Print the data that follows exactly.

▶ **Excerpts of location labeling data**:
>>>>
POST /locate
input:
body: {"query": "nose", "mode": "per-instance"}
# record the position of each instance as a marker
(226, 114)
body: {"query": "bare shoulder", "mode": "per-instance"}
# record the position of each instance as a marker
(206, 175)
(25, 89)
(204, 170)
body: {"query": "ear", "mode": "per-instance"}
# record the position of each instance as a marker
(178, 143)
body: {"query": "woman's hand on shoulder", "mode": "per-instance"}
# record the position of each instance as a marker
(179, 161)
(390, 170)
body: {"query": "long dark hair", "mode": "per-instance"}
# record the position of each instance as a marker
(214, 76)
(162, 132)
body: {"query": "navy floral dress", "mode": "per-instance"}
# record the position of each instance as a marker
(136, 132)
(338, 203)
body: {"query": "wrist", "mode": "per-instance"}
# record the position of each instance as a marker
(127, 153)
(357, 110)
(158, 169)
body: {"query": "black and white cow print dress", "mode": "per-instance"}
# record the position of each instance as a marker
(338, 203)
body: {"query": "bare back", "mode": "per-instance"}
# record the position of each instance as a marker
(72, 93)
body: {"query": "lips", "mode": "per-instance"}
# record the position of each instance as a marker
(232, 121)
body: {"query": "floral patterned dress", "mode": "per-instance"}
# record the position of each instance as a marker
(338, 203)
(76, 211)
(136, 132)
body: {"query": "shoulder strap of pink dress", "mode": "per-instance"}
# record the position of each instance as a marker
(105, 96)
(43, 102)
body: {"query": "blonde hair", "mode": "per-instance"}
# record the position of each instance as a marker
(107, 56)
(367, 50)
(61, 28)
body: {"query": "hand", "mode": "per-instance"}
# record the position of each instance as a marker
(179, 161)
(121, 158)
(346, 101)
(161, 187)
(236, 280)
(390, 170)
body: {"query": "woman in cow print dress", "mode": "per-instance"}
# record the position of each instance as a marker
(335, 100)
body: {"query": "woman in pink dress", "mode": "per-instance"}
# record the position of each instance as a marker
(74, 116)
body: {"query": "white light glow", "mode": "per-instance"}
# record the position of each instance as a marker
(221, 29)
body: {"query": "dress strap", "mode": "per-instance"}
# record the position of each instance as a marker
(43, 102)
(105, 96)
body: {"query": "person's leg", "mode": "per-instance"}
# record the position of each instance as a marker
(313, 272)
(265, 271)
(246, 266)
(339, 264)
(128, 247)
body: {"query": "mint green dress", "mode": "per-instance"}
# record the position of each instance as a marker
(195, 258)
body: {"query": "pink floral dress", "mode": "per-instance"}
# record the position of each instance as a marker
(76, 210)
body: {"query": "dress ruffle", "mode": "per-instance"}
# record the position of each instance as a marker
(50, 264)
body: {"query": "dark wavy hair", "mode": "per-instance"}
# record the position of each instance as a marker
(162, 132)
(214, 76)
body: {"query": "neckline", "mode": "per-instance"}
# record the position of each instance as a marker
<<<<
▶ **The completed task**:
POST /locate
input:
body: {"query": "nose", "mode": "per-instance"}
# record the position of each instance as a marker
(226, 114)
body: {"query": "bare shoulder", "mode": "per-instance"}
# record the position of each instance as a marker
(206, 175)
(25, 89)
(204, 170)
body: {"query": "ear", "mode": "per-instance"}
# record the position of each instance as a marker
(178, 143)
body: {"query": "woman's hand on shoulder", "mode": "per-instance"}
# record the position of each instance as a marker
(179, 161)
(390, 170)
body: {"query": "long dark hair", "mode": "per-instance"}
# record the position of each instance as a marker
(214, 76)
(162, 132)
body: {"query": "navy floral dress", "mode": "per-instance"}
# record the position of each instance as a marker
(136, 132)
(338, 203)
body: {"query": "wrist", "mode": "per-instance"}
# record the position of each instance as a marker
(127, 153)
(357, 110)
(158, 169)
body: {"query": "black and white cow print dress", "mode": "per-instance"}
# record the position of each instance as a marker
(338, 203)
body: {"query": "bare back", "mode": "per-instance"}
# record the position of each instance as a marker
(72, 93)
body: {"query": "lips", "mode": "per-instance"}
# record the position of each instance as a marker
(232, 121)
body: {"query": "floral patterned dress", "mode": "per-instance"}
# record the position of each instance as a marker
(338, 203)
(76, 211)
(136, 132)
body: {"query": "shoulder strap of pink dress", "mode": "per-instance"}
# record the position of each instance as a marker
(105, 96)
(43, 102)
body: {"query": "blonde hair", "mode": "per-instance"}
# record the position of each instance as a marker
(107, 56)
(367, 50)
(61, 28)
body: {"query": "hand", "mode": "per-instance"}
# record the position of each instance as a marker
(179, 161)
(121, 158)
(346, 101)
(161, 187)
(236, 280)
(390, 170)
body: {"query": "woman in cow print dress", "mode": "per-instance"}
# record the position of each instance as a marker
(335, 100)
body: {"query": "woman in pink dress", "mode": "per-instance"}
# record the position of each instance as a marker
(74, 116)
body: {"query": "white light glow", "mode": "per-instance"}
# record the position of each instance as a marker
(221, 29)
body: {"query": "dress strap", "mode": "per-instance"}
# record the position of each instance as a marker
(43, 102)
(105, 96)
body: {"query": "person's leg", "mode": "per-instance"}
# record the position of each instance as a marker
(313, 272)
(265, 271)
(246, 266)
(339, 264)
(128, 247)
body: {"query": "mint green dress", "mode": "per-instance"}
# record the position of each instance as a marker
(195, 258)
body: {"query": "pink floral dress", "mode": "per-instance"}
# record the position of each instance as a marker
(76, 210)
body: {"query": "dress ruffle", "mode": "per-instance"}
# record the position of each instance as a marker
(50, 264)
body: {"query": "dark wavy hair", "mode": "per-instance"}
# record the position of each instance as a marker
(162, 132)
(214, 76)
body: {"query": "neckline", "mode": "per-instance"}
# record the position of each instance as a marker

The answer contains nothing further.